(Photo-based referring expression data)
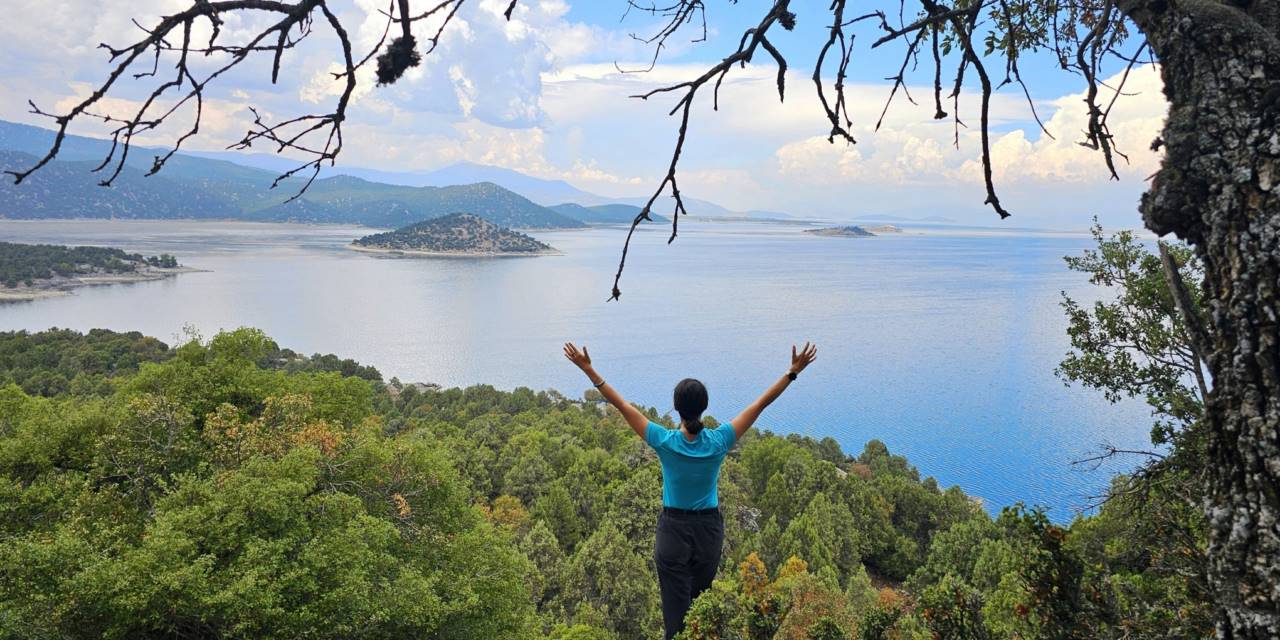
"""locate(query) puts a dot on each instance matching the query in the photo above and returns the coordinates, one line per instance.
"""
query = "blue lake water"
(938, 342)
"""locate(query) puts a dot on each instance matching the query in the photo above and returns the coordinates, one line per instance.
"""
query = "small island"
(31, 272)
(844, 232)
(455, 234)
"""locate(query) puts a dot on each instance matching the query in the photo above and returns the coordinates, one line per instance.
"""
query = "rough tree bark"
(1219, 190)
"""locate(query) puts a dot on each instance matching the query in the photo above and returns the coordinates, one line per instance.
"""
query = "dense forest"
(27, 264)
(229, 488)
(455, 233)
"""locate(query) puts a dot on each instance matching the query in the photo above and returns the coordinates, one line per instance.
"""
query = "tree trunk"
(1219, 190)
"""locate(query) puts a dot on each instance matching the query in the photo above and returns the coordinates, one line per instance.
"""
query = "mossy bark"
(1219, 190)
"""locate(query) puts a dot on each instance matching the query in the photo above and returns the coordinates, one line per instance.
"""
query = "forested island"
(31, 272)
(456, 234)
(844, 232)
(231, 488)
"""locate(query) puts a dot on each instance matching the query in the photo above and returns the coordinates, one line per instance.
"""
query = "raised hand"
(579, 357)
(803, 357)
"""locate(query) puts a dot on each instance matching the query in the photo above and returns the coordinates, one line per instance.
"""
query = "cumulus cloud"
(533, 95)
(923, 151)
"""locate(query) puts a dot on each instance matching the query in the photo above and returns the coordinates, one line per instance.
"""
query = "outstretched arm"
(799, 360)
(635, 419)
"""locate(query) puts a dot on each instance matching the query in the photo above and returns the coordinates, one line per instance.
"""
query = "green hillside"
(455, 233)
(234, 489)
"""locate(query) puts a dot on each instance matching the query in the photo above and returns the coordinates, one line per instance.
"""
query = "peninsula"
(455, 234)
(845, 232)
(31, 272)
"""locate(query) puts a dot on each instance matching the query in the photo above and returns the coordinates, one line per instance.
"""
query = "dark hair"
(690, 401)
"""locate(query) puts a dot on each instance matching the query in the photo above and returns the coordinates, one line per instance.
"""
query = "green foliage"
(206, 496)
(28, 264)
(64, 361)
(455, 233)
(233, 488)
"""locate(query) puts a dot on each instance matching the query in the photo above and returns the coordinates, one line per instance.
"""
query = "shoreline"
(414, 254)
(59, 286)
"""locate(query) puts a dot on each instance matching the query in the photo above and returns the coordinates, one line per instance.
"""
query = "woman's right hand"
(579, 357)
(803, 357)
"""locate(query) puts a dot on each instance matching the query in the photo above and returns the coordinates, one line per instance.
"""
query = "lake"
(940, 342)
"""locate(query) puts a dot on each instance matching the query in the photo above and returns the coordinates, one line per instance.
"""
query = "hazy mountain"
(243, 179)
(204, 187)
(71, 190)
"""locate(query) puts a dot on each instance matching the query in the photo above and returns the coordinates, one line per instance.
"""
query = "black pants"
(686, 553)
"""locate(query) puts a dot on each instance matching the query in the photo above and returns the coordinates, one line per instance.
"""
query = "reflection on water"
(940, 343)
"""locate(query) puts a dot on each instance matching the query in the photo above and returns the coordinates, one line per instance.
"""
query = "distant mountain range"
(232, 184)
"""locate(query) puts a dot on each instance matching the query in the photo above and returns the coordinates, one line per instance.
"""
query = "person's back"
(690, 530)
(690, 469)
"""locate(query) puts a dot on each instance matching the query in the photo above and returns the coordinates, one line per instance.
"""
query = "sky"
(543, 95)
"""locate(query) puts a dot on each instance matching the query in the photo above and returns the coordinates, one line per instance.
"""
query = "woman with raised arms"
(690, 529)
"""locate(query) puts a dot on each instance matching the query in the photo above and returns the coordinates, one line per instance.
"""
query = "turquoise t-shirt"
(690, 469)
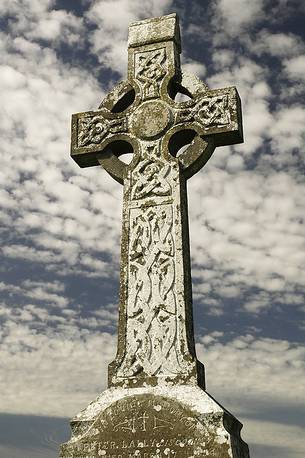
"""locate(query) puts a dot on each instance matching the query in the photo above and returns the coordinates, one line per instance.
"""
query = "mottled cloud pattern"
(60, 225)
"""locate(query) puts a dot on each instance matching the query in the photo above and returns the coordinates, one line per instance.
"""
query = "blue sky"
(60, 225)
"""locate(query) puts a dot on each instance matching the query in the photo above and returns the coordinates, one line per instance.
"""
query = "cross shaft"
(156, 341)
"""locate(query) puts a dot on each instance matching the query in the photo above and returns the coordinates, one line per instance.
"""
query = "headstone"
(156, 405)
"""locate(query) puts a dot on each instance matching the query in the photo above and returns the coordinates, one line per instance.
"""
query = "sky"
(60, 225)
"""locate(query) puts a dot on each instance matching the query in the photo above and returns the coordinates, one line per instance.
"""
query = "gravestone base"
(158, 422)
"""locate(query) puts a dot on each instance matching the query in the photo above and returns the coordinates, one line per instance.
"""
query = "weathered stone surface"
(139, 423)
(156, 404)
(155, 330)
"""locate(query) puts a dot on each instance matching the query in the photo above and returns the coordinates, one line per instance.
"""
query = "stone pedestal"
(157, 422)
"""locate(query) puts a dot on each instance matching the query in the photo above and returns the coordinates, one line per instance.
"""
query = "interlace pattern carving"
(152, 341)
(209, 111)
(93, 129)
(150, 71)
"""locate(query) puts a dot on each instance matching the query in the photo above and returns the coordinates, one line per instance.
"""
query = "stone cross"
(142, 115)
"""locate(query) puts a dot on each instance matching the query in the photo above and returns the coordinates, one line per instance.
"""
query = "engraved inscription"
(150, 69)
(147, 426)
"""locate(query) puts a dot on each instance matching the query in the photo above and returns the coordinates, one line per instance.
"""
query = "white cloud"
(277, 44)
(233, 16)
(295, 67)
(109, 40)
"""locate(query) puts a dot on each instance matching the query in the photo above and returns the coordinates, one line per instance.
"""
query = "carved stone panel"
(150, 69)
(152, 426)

* [Exercise requirements]
When you repeat the lines above, keep them exact and leave out each image they contain.

* [Solution to the exercise]
"""locate(query) puts a dot on each instance matching the query in the photo above and returns the coordinates, one line per instance.
"""
query = "blue lake water"
(938, 342)
"""locate(query) puts a dot on each instance matching the query in the photo above and returns the coordinates, one line per instance.
"""
query = "small island"
(31, 272)
(844, 232)
(455, 234)
"""locate(query) puts a dot on each instance matching the query in the photo above and returns the coordinates, one line per instance.
"""
query = "rough tree bark"
(1219, 190)
"""locate(query) puts a dot on each instance matching the query in the photo above and returns the coordinates, one line per instance.
"""
query = "dense forest"
(27, 264)
(229, 488)
(455, 233)
"""locate(query) puts a dot on each instance matching the query in the photo above and returns the coordinates, one line per instance.
"""
query = "tree trunk"
(1219, 190)
"""locate(query) puts a dot on each instance matching the query in the photo above and returns the coordinates, one line per instance.
"""
query = "mossy bark"
(1219, 190)
"""locate(query) puts a dot on each instance matching the query in the photo above and returns the coordinates, one line per instance.
"""
query = "forested island"
(31, 272)
(456, 234)
(844, 232)
(231, 488)
"""locate(query) puts a dot on each instance matching the query in the photo above and returns the coordinates, one line per instance.
"""
query = "raised hand"
(579, 357)
(803, 357)
"""locate(query) puts a dot on each instance matching the query in the photo above and returns the coordinates, one line per instance.
"""
query = "cumulus cloud"
(533, 95)
(923, 151)
"""locate(query) puts a dot on each instance matching the query in the photo above and returns the coordinates, one line per instance.
"""
query = "outstretched arm"
(799, 360)
(635, 419)
"""locate(query) puts a dot on each instance matching the query in the photo above and returns the coordinates, one line per instance.
"""
query = "green hillside"
(455, 233)
(234, 489)
"""locate(query) puts a dot on each instance matching the query in the photo above and returns the coordinates, one line per instance.
"""
query = "peninsula"
(455, 234)
(845, 232)
(31, 272)
"""locate(query) puts a dot on each instance matching the query in the photo above and returns the coordinates, one line per instance.
"""
query = "dark hair"
(690, 401)
"""locate(query) puts a dot on each instance matching the query in the photo above and returns the coordinates, one line per instance.
"""
query = "green foliage"
(206, 496)
(28, 264)
(64, 361)
(455, 233)
(233, 488)
"""locate(query) puts a dot on each instance matching the query in the photo above and returns the coordinates, one line per instance.
"""
query = "shoreline"
(414, 254)
(59, 286)
"""locate(query) puts a dot on each instance matching the query in the photo above and returns the coordinates, one line per instance.
"""
query = "woman's right hand"
(579, 357)
(803, 357)
"""locate(query) puts a dot on each instance matching the query in the photo above and returns the coordinates, one line per instance.
"""
query = "lake"
(940, 342)
"""locate(query) puts a dot on each instance matching the query in the photo above and returns the coordinates, one line per instance.
"""
query = "hazy mountain"
(243, 179)
(204, 187)
(71, 190)
"""locate(query) puts a dot on each instance matching the query in the photo above and returns the coordinates, one line per instance.
"""
query = "black pants"
(686, 553)
"""locate(query) puts a dot on each instance matching the query in the photo above and returns the coordinates, one line per instance.
"""
query = "reflection on water"
(940, 343)
"""locate(query) puts a dot on each instance matching the query in the photo above and returns the coordinates, one line per instance.
"""
query = "distant mountain range"
(232, 184)
"""locate(query) puts a dot on each instance matching the query in the photo above and returns the coordinates, one line per instance.
"""
query = "person's back"
(690, 530)
(690, 469)
"""locate(query) puts a dot on each instance matching the query in the photo above and returns the coordinates, one line per instance.
"""
query = "sky"
(543, 95)
"""locate(query) puts a dot on each instance matching the query in the photo above and returns the coordinates, one line per instance.
"""
query = "woman with raised arms"
(690, 529)
"""locate(query) puts a dot on each instance matching the query in the photo above and returns the coordinates, one line per instance.
"""
query = "turquoise t-shirt"
(690, 469)
"""locate(query) puts a dot on each instance matching the query in the photo above and returns the coordinates, one line per instance.
"""
query = "mottled cloud pattern"
(60, 225)
"""locate(query) puts a dot on each instance matching the query in the photo above and returns the coordinates, one line per instance.
"""
query = "blue sky"
(60, 225)
"""locate(query) puts a dot on each instance matching the query in the photo above and returns the coordinates, one line per instance.
"""
query = "cross shaft"
(156, 341)
"""locate(query) puts a dot on each instance matching the query in the photo above and returns the coordinates, one line per instance.
"""
query = "headstone"
(156, 405)
"""locate(query) puts a dot on each instance matching the query in the photo above and returns the coordinates, one line per instance.
"""
query = "sky"
(60, 225)
"""locate(query) puts a dot on each instance matching the query in the photo above and returns the coordinates, one line per instance.
"""
query = "gravestone base"
(158, 422)
"""locate(query) puts a dot on each instance matching the query in the photo above and returns the coordinates, one line per instance.
"""
query = "weathered stone surface"
(139, 423)
(156, 404)
(155, 330)
"""locate(query) puts a dot on each instance matching the query in the photo above and returns the coordinates, one line per instance.
"""
query = "stone pedestal"
(157, 422)
"""locate(query) puts a dot on each instance matching the query in the photo above and returns the coordinates, one line per instance.
"""
query = "interlace pattern carving"
(152, 341)
(209, 111)
(93, 129)
(150, 71)
"""locate(query) puts a dot on each instance matching the query in the photo above and returns the coordinates, one line per instance.
"""
query = "stone cross"
(142, 115)
"""locate(query) puts a dot on each instance matching the query in the photo above and returns the coordinates, one line per instance.
"""
query = "engraved inscription"
(150, 69)
(147, 426)
"""locate(query) puts a dot on each instance matching the query in the photo above and returns the coordinates, one line per instance.
"""
query = "white cloud"
(277, 44)
(233, 16)
(295, 67)
(109, 40)
"""locate(query) puts a dot on each instance matching the query in the photo above and returns the coordinates, one line per instance.
"""
query = "carved stone panel"
(150, 69)
(152, 426)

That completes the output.